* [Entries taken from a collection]
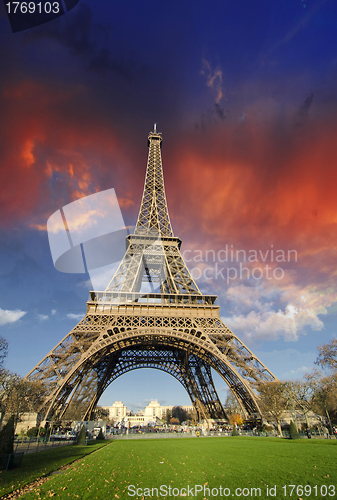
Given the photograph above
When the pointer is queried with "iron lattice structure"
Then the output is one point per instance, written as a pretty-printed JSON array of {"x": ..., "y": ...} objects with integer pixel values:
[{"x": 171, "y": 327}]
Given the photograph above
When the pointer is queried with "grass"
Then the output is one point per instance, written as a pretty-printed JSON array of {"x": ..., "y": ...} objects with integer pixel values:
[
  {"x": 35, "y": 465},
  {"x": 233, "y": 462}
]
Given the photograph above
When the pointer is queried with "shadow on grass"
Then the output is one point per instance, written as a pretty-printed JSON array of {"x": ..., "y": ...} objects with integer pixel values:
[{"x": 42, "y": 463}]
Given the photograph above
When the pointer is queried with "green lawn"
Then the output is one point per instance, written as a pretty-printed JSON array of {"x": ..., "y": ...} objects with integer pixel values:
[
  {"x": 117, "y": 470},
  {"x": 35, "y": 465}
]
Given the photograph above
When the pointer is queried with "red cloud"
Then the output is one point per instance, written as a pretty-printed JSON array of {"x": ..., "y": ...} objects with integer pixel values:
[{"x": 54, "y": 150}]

* [What to do]
Copy all of the data above line for line, omitting the pictures.

* [Finished task]
Given the photograph above
When the pointer is queried with "iron lattice structure"
Then the output is one point per instance, written as a pretty-printed JSON array of {"x": ..., "y": ...} objects with integer pixel values:
[{"x": 171, "y": 327}]
Given the photograph above
When the pointer is queried with "grass"
Then the output is one point per instance, written as a pretty-printed JSON array of {"x": ..., "y": ...} objects with integer pixel values:
[
  {"x": 35, "y": 465},
  {"x": 233, "y": 462}
]
Given the photograph above
When the pointer is queried with "shadow on grass"
Then the output is one point per instance, written as a pretty-printed JSON array of {"x": ..., "y": ...} objects with integer pixel values:
[{"x": 42, "y": 463}]
Given the photograph above
When the pointer is queried with "green lawn"
Then the output is one point per instance, written as a pretty-printed JSON array of {"x": ..., "y": ...} objects with integer pixel values:
[
  {"x": 117, "y": 470},
  {"x": 35, "y": 465}
]
Given the photograph above
When the pointer is queried with "red cloud"
Then the output is one point per instance, written as a pretty-printed JSON array of {"x": ..., "y": ...} objects with integer pixel values:
[{"x": 54, "y": 150}]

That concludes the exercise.